-- Opening Marker --

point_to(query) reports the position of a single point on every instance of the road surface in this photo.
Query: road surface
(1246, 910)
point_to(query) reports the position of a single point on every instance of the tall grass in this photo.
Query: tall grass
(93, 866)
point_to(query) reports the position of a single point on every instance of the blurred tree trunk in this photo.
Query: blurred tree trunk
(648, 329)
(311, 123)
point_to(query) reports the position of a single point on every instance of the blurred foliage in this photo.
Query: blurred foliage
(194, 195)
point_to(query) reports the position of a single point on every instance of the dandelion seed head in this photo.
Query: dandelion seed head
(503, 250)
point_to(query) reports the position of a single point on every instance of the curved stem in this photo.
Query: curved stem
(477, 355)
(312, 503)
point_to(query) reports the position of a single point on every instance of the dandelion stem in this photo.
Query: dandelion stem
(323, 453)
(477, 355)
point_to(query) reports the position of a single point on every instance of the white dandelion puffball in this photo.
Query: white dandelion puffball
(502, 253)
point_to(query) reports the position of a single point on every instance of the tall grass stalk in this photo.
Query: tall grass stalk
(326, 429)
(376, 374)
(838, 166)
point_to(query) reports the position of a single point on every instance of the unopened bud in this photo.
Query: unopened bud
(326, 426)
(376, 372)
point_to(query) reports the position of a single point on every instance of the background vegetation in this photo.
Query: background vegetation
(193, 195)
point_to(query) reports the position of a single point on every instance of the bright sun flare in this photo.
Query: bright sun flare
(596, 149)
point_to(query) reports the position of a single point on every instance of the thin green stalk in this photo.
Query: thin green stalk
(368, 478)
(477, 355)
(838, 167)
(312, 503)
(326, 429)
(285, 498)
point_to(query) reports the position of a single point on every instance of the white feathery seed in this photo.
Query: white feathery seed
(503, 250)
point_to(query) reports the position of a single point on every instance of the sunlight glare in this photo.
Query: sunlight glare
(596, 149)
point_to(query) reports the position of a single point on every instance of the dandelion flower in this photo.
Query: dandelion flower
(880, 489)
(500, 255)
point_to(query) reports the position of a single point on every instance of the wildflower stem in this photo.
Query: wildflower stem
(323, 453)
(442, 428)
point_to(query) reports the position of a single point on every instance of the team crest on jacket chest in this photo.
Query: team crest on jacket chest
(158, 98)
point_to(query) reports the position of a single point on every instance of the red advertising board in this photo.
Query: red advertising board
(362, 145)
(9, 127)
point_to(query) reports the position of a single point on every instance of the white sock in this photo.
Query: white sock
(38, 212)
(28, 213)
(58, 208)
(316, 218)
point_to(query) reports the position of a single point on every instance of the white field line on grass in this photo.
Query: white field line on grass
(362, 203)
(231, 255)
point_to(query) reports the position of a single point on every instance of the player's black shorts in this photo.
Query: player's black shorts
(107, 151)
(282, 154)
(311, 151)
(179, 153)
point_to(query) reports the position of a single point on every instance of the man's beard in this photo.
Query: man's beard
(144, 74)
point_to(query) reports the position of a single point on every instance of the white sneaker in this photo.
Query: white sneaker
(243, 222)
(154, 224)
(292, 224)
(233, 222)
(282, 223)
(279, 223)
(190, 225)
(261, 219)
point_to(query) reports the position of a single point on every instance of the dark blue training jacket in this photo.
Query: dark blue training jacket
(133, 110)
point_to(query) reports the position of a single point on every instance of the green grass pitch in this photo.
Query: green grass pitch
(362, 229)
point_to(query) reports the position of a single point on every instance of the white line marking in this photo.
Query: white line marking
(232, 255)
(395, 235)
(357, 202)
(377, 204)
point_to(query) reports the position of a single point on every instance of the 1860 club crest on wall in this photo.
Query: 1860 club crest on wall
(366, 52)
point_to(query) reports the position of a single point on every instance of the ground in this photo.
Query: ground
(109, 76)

-- Closing Marker --

▸ Directions for this task
In the listing above, locate the line with "Query: road surface" and the line with "grass stalk in this photo.", then extract exactly those lines and every line between them, and nothing more.

▸ Response box
Query: road surface
(1246, 910)
point_to(query) reports the position of a single point on every instance of the tall grass in this photo.
Query: tall grass
(93, 866)
point_to(query) reports the position of a single point on every instance of the blurred tree trunk in this photo.
Query: blurred tree trunk
(648, 329)
(311, 123)
point_to(query) reports the position of a single point on every instance of the blurred foliage in this photo.
Query: blurred foliage
(194, 195)
point_to(query) reports the position of a single point on every instance of the dandelion seed head in this photo.
Query: dandelion seed head
(503, 250)
point_to(query) reports the position of a single point on every instance of the curved stem in this photo.
Query: curved stem
(477, 355)
(312, 503)
point_to(query) reports the position of a single point on every instance of the dandelion stem in this photo.
Query: dandelion stem
(323, 453)
(477, 355)
point_to(query) reports the position of a single point on every instance of the white dandelion puffball in this photo.
Query: white dandelion puffball
(502, 253)
point_to(query) reports the position of a single point on every instance of the tall grass stalk in this photo.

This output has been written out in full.